### Your goal
Nothing but a number is wanted here: the tally of lines in the material below that include "group".

### Data for this task
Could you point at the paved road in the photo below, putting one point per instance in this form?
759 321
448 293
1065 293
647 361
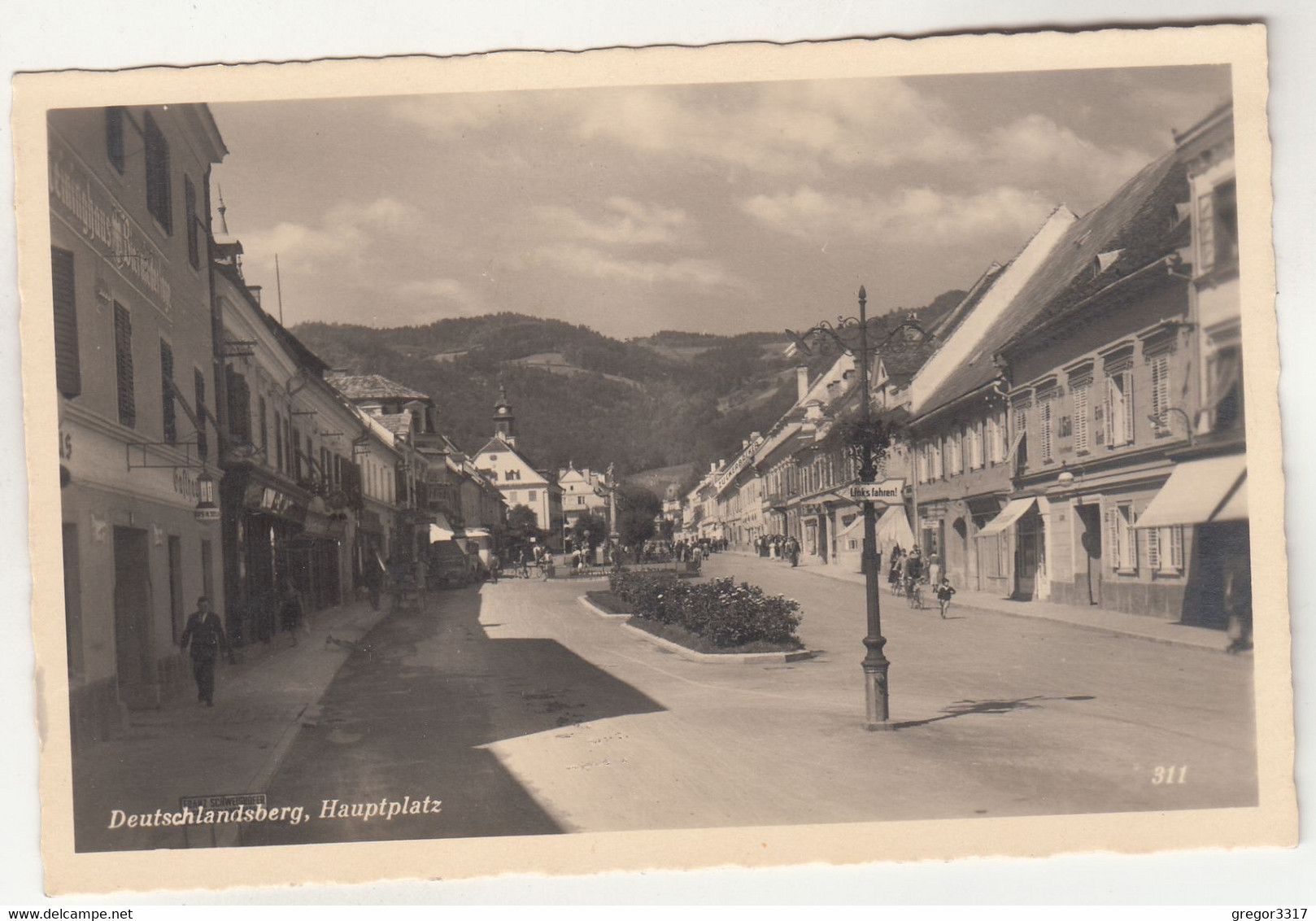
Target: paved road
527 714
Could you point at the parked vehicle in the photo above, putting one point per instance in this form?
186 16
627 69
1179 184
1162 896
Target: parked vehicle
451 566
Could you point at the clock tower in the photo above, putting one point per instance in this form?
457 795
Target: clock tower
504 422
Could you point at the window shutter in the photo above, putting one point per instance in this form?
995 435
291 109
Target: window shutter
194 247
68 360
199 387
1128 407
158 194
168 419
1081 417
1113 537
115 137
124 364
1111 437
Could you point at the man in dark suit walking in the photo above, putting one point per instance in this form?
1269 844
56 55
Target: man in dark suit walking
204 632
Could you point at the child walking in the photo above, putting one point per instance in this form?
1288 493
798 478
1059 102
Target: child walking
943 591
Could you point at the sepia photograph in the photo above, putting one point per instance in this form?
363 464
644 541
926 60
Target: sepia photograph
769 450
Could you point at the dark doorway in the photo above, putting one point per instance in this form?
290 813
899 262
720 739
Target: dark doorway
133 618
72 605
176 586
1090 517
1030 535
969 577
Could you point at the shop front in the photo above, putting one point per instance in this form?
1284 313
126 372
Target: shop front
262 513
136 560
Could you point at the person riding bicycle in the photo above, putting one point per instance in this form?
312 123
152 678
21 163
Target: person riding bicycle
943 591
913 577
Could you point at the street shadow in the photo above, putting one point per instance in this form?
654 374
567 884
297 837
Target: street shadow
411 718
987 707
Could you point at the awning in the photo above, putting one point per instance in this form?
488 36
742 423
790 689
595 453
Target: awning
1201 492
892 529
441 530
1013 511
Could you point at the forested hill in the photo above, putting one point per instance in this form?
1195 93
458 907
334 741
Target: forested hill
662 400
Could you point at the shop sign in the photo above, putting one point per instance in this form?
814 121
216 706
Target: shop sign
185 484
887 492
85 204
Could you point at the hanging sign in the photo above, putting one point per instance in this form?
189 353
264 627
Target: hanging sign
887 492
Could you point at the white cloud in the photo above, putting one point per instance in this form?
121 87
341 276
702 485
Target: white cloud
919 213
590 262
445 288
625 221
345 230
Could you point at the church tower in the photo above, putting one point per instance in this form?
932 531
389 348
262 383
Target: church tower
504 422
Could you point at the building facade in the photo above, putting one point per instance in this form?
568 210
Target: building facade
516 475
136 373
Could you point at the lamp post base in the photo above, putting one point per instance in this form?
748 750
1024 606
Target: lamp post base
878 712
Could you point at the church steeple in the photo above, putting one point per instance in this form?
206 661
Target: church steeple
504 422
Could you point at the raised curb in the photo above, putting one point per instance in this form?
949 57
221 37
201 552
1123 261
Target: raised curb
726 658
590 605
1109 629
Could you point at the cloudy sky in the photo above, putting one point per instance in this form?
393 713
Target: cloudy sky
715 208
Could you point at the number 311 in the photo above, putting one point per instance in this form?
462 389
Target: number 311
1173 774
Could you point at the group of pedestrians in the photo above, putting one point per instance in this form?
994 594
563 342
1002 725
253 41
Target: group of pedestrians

### Response box
2